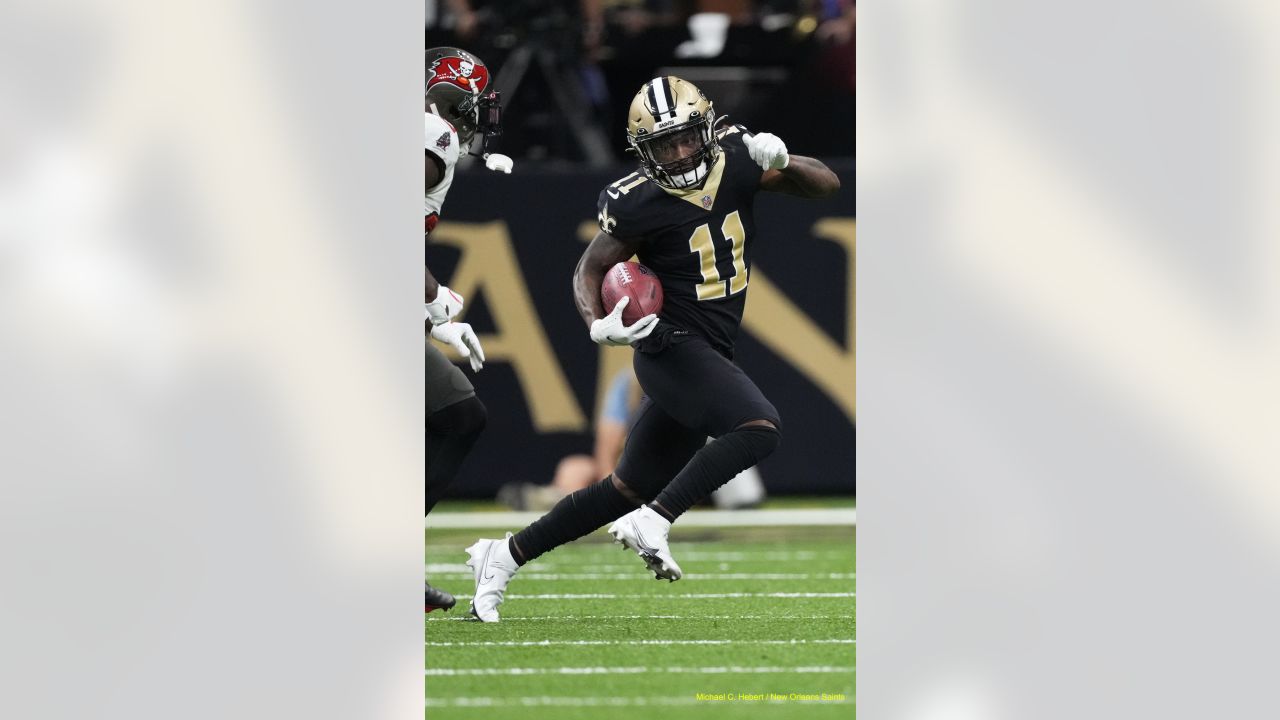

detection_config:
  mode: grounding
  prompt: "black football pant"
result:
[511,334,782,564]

* * *

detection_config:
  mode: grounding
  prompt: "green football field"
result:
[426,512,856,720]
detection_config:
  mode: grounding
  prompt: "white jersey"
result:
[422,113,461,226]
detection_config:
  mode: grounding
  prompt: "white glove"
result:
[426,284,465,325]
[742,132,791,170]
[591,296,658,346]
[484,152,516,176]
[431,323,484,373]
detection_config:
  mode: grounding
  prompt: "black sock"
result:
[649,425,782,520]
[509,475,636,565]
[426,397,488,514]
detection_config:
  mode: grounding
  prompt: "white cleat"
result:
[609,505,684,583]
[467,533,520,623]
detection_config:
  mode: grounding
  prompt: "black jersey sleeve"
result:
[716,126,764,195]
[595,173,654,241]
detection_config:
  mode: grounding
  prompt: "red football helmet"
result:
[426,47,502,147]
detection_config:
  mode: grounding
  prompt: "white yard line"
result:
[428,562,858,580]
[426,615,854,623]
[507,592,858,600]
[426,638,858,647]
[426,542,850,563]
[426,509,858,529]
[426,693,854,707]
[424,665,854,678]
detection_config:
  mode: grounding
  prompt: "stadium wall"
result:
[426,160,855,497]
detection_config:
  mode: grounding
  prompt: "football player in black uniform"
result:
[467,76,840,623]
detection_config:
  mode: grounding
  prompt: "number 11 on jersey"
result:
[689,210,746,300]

What to produce
Extract every line above that contains the word "jersey" and copy each one unchanged.

Reply to the task
  prompt: "white jersey"
  prompt: "black jersey sleeve"
  prompt: "number 11 on jersey"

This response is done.